Text excerpt
_ _ _ _ _ _ _

Elim (אֵילִם), according to the Hebrew Bible, was one of the places where the Israelites camped following the Exodus from Egypt. It is referred to in Exodus 15:27 and Numbers 33:9 as a place where "there were twelve wells of water and seventy date palms," and that the Israelites "camped there near the waters".

From the information that can be gleaned from Exodus 15:23, 16:1, and Numbers 33:9-11, Elim is described as being between Mara and the Wilderness of Sin near the eastern shore of the Red Sea. It was possibly south of the Israelites' crossing point, and to the west of the Wilderness. Thus, Elim is generally thought to have been located in Wadi Gharandel, an oasis 100 km southeast of Suez.

Professor Menashe Har-El of Tel Aviv University (1968) has proposed Elim to be the ʿUyūn Mūsa "springs of Moses", now in South Sinai Governorate, Egypt. He noted that in 1907, the geologist Thomas Barron had observed that twelve springs existed at this site along with date palms. Professor James K. Hoffmeier disagrees on the basis that it is too close to the preceding site (seven miles/twelve kilometres) and would require the next four sites (using the Numbers itinerary) to be compressed into only 38 kilometres.

_ _ _ _ _ _ _

The data
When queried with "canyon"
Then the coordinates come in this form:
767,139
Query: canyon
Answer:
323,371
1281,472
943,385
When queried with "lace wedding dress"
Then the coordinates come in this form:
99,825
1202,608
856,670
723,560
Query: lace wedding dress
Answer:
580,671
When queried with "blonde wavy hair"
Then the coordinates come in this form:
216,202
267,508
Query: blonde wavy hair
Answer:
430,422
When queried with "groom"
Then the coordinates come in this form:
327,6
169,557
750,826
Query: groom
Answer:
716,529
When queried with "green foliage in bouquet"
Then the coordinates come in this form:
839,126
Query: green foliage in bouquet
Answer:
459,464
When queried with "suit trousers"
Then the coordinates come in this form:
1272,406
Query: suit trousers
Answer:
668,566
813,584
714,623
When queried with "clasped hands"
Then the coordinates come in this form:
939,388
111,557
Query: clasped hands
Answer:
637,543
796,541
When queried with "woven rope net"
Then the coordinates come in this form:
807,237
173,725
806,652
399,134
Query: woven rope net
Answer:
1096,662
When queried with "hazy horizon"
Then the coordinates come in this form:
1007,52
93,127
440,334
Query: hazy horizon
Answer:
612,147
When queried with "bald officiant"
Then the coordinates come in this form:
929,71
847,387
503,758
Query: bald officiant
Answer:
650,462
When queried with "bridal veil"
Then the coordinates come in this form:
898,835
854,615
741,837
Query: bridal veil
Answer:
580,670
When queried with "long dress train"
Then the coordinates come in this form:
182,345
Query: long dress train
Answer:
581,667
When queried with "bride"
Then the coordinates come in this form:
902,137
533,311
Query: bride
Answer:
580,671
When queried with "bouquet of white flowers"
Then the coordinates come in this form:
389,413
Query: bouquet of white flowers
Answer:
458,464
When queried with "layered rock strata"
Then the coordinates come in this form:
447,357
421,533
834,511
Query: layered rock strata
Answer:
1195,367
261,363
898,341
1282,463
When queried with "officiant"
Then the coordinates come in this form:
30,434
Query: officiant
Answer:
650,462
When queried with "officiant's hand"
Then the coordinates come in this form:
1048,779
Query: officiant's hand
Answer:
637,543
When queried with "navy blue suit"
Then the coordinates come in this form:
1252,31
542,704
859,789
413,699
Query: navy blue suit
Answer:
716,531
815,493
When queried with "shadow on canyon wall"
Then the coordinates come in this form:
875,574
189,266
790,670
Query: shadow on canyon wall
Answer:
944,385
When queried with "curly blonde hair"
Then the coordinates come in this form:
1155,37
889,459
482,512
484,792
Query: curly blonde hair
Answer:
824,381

_ _ _ _ _ _ _

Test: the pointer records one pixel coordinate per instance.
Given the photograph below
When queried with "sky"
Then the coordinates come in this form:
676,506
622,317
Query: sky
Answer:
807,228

_ _ _ _ _ _ _

Continue the passage about Elim from its final sentence onward.

Exodus 16:1 records that the Israelites left Elim "on the fifteenth day of the second month after their departure from the land of Egypt", heading towards the biblical Mount Sinai through the Wilderness of Sin. Since the Israelites left Pi-Ramesses at midnight on the 14th/15th of the first month according to Exodus 12:18, 29, it was a month after this when they departed Elim for Mount Sinai.